## [Work required]
Continue the passage below on virtual reality and the digital body, picking up after its final sentence.

## [Reading text]
Virtual reality and cyberspace promise to finally provide users with a three-dimensional interaction experience that creates the illusion they are inside a world rather than observing an image. Scott Bukatman has claimed that "virtual reality has become the very embodiment of postmodern disembodiment." In this respect, virtual reality is the manifestation and continuation of a flight from the body, which has its origins in the fifteenth-century invention of linear perspective vision. In this context, it makes perfect sense that the body in cyberspace has been referred to as "electronic cadaver"--a term that combines disembodiment with the transformation into a digital body.
The attraction of virtual reality also consists in the possibility of remaking the body, of creating digital counterparts released from the shortcomings and mortal limitations of our physical bodies. Metaworlds allow visitors to create their own (cyber)self and be all they want to be.

Bodies Inc.


Victoria Vesna's project Bodies Inc. (see review in IA Vol. 1 No. 2) allows visitors to the website to order a custom-designed virtual body via e-mail. An order form gives potential body-owners various options which range from skin to gender and sexual preference. Periodic information about the status of your and other bodies is sent to you periodically by e-mail.

## [Data extract]
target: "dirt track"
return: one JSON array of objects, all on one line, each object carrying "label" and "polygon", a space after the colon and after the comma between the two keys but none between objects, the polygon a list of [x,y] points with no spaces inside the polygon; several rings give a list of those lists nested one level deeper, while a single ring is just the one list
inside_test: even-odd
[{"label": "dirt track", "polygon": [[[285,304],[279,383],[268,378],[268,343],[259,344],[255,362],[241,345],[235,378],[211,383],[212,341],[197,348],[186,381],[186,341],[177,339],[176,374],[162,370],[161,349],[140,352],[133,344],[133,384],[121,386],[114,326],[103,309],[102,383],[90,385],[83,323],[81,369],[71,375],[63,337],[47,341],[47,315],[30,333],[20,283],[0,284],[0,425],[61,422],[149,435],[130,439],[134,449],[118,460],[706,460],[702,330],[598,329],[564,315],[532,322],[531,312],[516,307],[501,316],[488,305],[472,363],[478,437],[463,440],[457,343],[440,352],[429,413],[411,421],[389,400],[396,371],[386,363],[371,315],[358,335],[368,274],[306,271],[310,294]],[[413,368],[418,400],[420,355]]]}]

## [Exercise output]
However, there remains a fundamental difference between the cyberbody in the digital space and the perceptual body in the space of the physical world. Both the cyberbody and the perceptual body may interact with the world they find themselves in, but there still seems to be a lack of sensory experience in virtual worlds. Can cyberspace become an extension of our nervous system? Is there something like digital perception? How can our technologically enhanced bodies connect? Various projects have tried to address these questions.

Ping Body

http://www.merlin.com.au/stelarc/pingbody/index.html
The artist Stelarc has for some time been exploring the possibilities of using the Web to connect remote bodies and to displace movement from one physical space to another (see Annette Weintraub's report on SIGGRAPH 96 in IA Vol. 1 No. 6). In Ping Body, Stelarc provides his body as a host for 'pings' or locators that are mapped to body muscle, so that main muscle groups can remotely be activated.

Tactile Technologies

http://www.khm.uni-koeln.de/~mem_brane/Stahl/stahl.html
Stahl Stenslie's Tactile Technologies (TT) also attempt to expand the perceptual limits of technology. TT tries to introduce the body to digital perception by focusing on bodily sensations and stimuli.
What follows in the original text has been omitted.